Passage to read:
____________
Four members of a Colorado Springs family died after their vehicle drove into a washed-out section of a mountain highway in Wyoming and was swept downstream by a raging creek as they fled torrential rains at a national forest campground.

A mother and her three young daughters were killed; only the husband and father managed to escape as the van was carried away.


Officials said debris in the creek blocked large culverts that run under the highway and the water then tore through the roadway, opening a 25-foot-wide, 9-foot-deep breach about 20 miles from Saratoga in the southern part of the state.


The van went into the creek sometime between 1:15 a.m. and 1:40 a.m. and was swept about 75 yards downstream and submerged up to its rooftop, patrol spokesman Stephen Townsend.


Minutes later, a local emergency management official who was responding to the accident hit the same washout and plunged into the creek.


"I consider myself very fortunate. I was wondering if I was going to see my family again, to be quite honest with you," John Zeiger, Carbon County emergency management coordinator, said in a telephone interview from his hospital bed.


At one point the water washed over his vehicle, but the water inside got no higher than his waist, Zeiger said, noting the car windows were up and didn't break. He was rescued after about two hours.


Other responders retrieved the bodies of the Laurel Constantinides, 29, and the couple's three daughter — Hanna, 8, Zoey, 5, and Lucia, 2. The cause of death was not immediately available, but officials said it appeared they drowned. All were wearing seat belts or in child seats.


The father and husband, 39-year-old Alex Constantinides, was taken to a hospital, the patrol said. He was released later Tuesday, according to a hospital nurse.


The family is from Colorado Springs, and the father is a physician who works ringside at many mixed martial arts events in Colorado, said an acquaintance.
"I know that he has the support and love from the martial arts community in Colorado and beyond," said J.R. Gordon, of Lyons, Colo.


Their 1991 Volkswagen camper van and Zeiger's Dodge Durango remained in the creek late Tuesday afternoon because the water was too high to recover them, Townsend said. The Carbon County Sheriff's Office conducted an aerial search of the area and did not spot any more vehicles or people in the creek, according to county Undersheriff Mike Morris.
____________
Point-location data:
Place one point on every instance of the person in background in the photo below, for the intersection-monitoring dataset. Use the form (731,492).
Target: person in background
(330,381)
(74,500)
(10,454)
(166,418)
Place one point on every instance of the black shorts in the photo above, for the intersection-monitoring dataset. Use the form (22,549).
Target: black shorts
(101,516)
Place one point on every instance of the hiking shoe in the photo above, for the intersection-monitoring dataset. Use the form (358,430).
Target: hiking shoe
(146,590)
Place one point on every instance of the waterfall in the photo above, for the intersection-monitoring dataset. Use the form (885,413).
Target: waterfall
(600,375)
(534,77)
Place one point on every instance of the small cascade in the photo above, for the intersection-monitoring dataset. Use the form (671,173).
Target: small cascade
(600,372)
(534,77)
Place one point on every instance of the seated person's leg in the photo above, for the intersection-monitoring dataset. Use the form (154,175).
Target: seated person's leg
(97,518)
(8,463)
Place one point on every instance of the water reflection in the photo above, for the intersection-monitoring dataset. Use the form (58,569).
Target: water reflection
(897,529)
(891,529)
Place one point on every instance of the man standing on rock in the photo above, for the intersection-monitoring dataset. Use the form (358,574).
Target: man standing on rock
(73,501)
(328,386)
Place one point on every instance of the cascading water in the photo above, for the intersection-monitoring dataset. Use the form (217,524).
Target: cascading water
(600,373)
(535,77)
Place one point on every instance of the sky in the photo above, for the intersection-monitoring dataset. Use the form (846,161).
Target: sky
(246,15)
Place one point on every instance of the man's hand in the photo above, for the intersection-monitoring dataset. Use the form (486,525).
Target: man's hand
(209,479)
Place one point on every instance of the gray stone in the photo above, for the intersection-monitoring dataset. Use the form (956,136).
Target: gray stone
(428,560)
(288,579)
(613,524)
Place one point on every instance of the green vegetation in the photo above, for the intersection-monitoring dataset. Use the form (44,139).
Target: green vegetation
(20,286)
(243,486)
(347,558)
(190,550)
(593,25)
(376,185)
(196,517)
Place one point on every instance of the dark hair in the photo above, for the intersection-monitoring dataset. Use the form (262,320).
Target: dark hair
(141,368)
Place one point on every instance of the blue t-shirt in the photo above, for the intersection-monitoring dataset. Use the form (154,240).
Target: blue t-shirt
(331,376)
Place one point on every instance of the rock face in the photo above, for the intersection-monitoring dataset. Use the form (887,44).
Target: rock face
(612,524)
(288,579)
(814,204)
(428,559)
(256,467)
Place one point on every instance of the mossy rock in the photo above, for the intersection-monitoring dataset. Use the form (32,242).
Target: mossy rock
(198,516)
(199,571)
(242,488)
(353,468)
____________
Task set:
**a.** In the news story about the Wyoming highway washout, how wide and how deep was the breach torn through the roadway?
**b.** In the news story about the Wyoming highway washout, switch "culverts" to "drainage pipes" and write out the stretch from "Four members of" through "of the state.".
**c.** Carry on the news story about the family swept away in the Wyoming highway washout, continuing from its final sentence.

Answers provided:
**a.** The breach was 25 feet wide and 9 feet deep.

**b.**
Four members of a Colorado Springs family died after their vehicle drove into a washed-out section of a mountain highway in Wyoming and was swept downstream by a raging creek as they fled torrential rains at a national forest campground.

A mother and her three young daughters were killed; only the husband and father managed to escape as the van was carried away.


Officials said debris in the creek blocked large drainage pipes that run under the highway and the water then tore through the roadway, opening a 25-foot-wide, 9-foot-deep breach about 20 miles from Saratoga in the southern part of the state.

**c.**
Many rivers and creeks in Wyoming already are swollen by heavy mountain runoff from a record snowpack. Flooding this spring and summer has been blamed for at least two other deaths and has cost the state an estimated $4.2 million, including damages to public infrastructure including several major washouts, landslides and partial collapses of roadway around the state.


On Monday, heavy rain began around 7 p.m and continued until near midnight, prompting authorities to begin clearing out three area campgrounds after midnight, Townsend said.
U.S. Forest Service acting spokesman Larry Sandoval said the family had been camping in the South Brush Creek Campground. Two or three other camp sites were occupied that night, Sandoval said.


The campground host had advised campers to find higher ground, he said.
The highway, Wyoming 130, is open but traffic in either direction can only go as far as the washout, which is about 13 miles east of the Wyoming 230 junction. The Wyoming Transportation Department said repairs to the highway cannot begin until the water recedes.


Several other sections of U.S. Forest Service roads and one agency bridge also were washed away.


Zeiger said he was heading to check out the exact location of the washout, which he thought was farther up the highway.


"I called the sheriff's office and headed that way, and as soon as I turned the corner ... I just didn't see it," he said. "I went down into the Brush Creek myself, and probably rolled once or twice, and it came back up on its wheels, floated on down and got caught up in some trees, so I feel very fortunate."